[Stored data entries]

□ □ □ □ □ □ □

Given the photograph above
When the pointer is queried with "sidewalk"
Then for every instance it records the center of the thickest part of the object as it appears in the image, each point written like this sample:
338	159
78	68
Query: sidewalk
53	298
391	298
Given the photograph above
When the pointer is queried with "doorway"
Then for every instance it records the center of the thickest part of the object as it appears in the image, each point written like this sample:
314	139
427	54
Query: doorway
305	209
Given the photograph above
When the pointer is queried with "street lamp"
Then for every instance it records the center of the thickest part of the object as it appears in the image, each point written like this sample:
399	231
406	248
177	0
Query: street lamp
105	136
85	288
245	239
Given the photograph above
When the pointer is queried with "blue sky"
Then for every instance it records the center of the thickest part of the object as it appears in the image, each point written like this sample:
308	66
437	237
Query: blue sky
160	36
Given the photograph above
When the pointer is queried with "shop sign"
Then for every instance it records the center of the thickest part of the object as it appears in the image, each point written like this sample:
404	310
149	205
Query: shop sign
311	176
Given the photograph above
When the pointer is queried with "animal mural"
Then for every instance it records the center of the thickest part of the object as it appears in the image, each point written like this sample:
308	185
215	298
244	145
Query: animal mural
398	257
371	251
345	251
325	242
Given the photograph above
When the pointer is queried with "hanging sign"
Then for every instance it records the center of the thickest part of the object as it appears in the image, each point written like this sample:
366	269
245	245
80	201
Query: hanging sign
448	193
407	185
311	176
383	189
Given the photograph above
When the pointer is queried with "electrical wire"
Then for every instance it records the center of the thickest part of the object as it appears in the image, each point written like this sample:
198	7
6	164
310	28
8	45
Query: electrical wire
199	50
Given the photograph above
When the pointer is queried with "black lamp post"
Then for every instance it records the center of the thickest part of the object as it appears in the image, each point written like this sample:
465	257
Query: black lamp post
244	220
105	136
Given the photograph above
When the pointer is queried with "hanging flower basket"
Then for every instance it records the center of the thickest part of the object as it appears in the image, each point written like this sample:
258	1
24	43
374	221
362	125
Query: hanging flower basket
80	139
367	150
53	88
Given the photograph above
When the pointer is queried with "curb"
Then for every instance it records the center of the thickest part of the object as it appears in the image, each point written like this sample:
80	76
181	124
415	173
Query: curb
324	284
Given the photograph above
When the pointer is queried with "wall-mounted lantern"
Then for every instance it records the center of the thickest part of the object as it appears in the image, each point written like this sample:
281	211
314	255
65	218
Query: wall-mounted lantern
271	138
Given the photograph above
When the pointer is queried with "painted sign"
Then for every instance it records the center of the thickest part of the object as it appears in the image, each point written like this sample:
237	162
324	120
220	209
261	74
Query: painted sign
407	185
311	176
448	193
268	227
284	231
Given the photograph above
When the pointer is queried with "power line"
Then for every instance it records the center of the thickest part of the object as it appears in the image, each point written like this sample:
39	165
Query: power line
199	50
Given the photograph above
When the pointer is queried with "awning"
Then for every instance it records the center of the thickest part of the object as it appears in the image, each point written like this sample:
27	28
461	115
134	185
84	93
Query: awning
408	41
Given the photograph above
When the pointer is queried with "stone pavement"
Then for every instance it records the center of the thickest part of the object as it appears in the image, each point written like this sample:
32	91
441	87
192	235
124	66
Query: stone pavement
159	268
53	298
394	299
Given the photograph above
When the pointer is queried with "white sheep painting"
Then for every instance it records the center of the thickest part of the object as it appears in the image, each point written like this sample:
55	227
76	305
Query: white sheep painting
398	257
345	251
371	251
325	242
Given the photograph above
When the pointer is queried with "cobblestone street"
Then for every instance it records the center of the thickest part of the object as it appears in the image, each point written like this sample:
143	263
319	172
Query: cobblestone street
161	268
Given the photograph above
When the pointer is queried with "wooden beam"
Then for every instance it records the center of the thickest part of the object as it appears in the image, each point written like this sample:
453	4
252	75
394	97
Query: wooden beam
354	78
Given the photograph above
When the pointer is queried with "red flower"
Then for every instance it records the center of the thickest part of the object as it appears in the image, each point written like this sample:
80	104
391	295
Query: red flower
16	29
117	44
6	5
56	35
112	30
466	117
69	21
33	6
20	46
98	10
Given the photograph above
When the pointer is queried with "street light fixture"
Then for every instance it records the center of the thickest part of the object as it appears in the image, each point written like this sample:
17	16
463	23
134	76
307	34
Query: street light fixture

□ □ □ □ □ □ □

* _Problem to work on_: Your answer should be a single number: the count of lines in the entries that contain the word "fixture".

* _Answer to the problem_: 2